__Exercise details__. Keep every character as it is and output all of the records.

__Provided entries__.
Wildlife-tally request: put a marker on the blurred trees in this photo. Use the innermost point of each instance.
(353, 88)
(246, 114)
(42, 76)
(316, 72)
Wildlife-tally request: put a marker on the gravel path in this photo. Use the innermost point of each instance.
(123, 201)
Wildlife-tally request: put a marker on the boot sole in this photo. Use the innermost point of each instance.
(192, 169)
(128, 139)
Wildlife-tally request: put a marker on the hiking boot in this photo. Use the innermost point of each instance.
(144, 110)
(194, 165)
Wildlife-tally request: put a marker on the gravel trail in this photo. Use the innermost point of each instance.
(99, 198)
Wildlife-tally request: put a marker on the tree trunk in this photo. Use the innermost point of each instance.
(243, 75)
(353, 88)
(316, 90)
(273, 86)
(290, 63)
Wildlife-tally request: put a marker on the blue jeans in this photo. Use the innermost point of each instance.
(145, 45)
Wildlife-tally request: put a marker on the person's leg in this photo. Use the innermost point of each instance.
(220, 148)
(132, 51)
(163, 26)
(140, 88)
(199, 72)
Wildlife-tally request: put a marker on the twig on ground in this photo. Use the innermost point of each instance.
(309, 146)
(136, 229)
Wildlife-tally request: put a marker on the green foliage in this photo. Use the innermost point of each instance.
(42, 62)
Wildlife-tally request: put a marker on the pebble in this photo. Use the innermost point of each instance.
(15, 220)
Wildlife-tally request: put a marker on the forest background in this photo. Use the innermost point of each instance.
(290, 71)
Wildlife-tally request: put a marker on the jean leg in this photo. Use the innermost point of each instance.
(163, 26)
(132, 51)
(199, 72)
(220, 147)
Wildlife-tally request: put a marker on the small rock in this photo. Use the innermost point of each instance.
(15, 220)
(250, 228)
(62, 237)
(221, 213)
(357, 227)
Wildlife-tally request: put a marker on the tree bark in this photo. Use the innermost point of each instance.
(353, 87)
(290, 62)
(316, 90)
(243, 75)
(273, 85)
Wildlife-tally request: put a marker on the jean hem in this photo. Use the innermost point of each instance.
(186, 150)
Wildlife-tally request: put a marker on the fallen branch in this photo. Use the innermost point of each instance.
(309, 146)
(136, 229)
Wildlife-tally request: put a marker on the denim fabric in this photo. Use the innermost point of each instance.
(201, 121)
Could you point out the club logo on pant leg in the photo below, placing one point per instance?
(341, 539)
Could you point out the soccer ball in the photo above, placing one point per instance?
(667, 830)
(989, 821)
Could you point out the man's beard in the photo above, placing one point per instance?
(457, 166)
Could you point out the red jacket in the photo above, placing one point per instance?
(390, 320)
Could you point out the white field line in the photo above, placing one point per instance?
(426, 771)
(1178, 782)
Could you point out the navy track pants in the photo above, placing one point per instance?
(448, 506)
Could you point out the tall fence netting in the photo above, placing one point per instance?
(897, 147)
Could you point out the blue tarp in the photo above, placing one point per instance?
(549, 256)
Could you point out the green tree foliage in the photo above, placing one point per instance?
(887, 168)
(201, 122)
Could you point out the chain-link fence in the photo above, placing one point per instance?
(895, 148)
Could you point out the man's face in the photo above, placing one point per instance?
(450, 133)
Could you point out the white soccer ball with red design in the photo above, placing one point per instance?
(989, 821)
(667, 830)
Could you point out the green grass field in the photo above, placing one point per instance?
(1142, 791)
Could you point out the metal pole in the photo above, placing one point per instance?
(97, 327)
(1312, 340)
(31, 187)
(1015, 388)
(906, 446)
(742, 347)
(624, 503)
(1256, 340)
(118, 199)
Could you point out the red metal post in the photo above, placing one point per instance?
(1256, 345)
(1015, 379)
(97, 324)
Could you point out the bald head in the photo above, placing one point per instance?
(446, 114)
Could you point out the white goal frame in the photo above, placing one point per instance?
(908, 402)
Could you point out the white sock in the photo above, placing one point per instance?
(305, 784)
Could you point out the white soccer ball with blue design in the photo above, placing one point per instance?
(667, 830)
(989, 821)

__Solution to this problem__.
Wildlife-tally request: put a marker on the blurred trees in this photo. Use the innermost point of each instance.
(353, 88)
(246, 114)
(42, 76)
(316, 72)
Wildlife-tally request: put a marker on the gravel path in this photo. Use the innermost point of each instance.
(123, 201)
Wildlife-tally request: put a marker on the boot sole in this photo. Use the innermost point of each instance.
(192, 169)
(128, 139)
Wildlife-tally request: put a marker on the hiking boot in this photo. Use the innermost point of each instance.
(144, 110)
(194, 165)
Wildlife-tally request: put a marker on the gravel trail in this photo. Use the innermost point of each instance.
(99, 198)
Wildlife-tally request: put a marker on the tree trunk in this photo. Use the innermost point of each instance.
(243, 75)
(353, 88)
(316, 90)
(273, 86)
(290, 63)
Wildlife-tally request: put a marker on the blue jeans in this photo. Use the innermost point of each instance.
(145, 45)
Wildlife-tally request: put a marker on the person's leg in this photo. Use the innermost point of each instance.
(220, 148)
(132, 51)
(163, 26)
(140, 88)
(199, 72)
Wildlife-tally request: put a marker on the twig on ground in this photo. Use the innermost point of each instance.
(309, 146)
(136, 229)
Wildlife-tally request: put a marker on the green foliage in this photo. Use the innermost point of each instance.
(42, 62)
Wildlife-tally request: put a marker on the pebble in this photo. Use the innermost point of each instance.
(15, 220)
Wildlife-tally request: put a marker on the forest background in this photo. Use the innermost point of each instance.
(290, 71)
Wildlife-tally request: put a marker on the jean leg in this photo. Use the innermost point of each instance.
(163, 26)
(132, 51)
(199, 72)
(220, 147)
Wildlife-tally request: put a marker on the small rock in this photo. Use the innermost point of each instance.
(15, 220)
(250, 228)
(62, 237)
(221, 213)
(357, 227)
Wildlife-tally request: put a marker on the tree bark in this photo. Use the innermost point of each instance.
(353, 87)
(290, 62)
(316, 90)
(243, 75)
(273, 85)
Wildlife-tally request: put a marker on the jean hem in this photo. Use the innermost point of each instance.
(186, 150)
Wildlife-tally request: put a marker on the fallen branch in this photo. Use the innermost point of each instance.
(309, 146)
(136, 229)
Wildlife-tally request: put a marker on the denim fabric in this photo. Use the innermost point of each instance.
(201, 121)
Could you point out the club logo on pant leg in the photo below, placing one point per instance?
(341, 539)
Could you point out the soccer ball in the photo above, placing one point per instance?
(667, 830)
(989, 821)
Could you point out the man's beard in the photo above, placing one point per instance?
(457, 166)
Could you point out the red jacket in the photo above, placing one point per instance?
(390, 320)
Could you point out the white field line in the photo above, placing one point per instance?
(426, 771)
(1178, 782)
Could you point out the navy track pants in the photo above, placing one point per instance?
(448, 506)
Could you point out the tall fence netting in the photo above, placing one point per instance?
(897, 147)
Could you point out the blue tarp in the photo above, placing one point per instance?
(549, 256)
Could you point out the green tree foliage in the photo above, placing one point per instance?
(887, 168)
(201, 122)
Could you point out the chain-link fence in the photo above, placing one point per instance?
(895, 148)
Could you point out the man's face in the photo above, placing one point per instance?
(450, 133)
Could you point out the white soccer ball with red design in the photo above, placing one point per instance?
(989, 821)
(667, 830)
Could you point out the green grass field in the photo above, placing one point per instance?
(1142, 791)
Could you point out the metal pole in the photo above, placing one point per instance?
(97, 327)
(1312, 340)
(31, 187)
(1015, 388)
(906, 446)
(742, 347)
(624, 503)
(1256, 340)
(118, 199)
Could you point out the red metal post in the photo above, placing one point per instance?
(1256, 345)
(1015, 379)
(97, 324)
Could you point out the bald head in the photo above, placing one point per instance?
(446, 114)
Could you point out the white goal frame in the photo above, placing one point per instance?
(908, 402)
Could you point out the white sock in the photo above, placing one point per instance?
(305, 784)
Could you point out the white soccer ball with blue design in the photo above, placing one point per instance?
(667, 830)
(989, 821)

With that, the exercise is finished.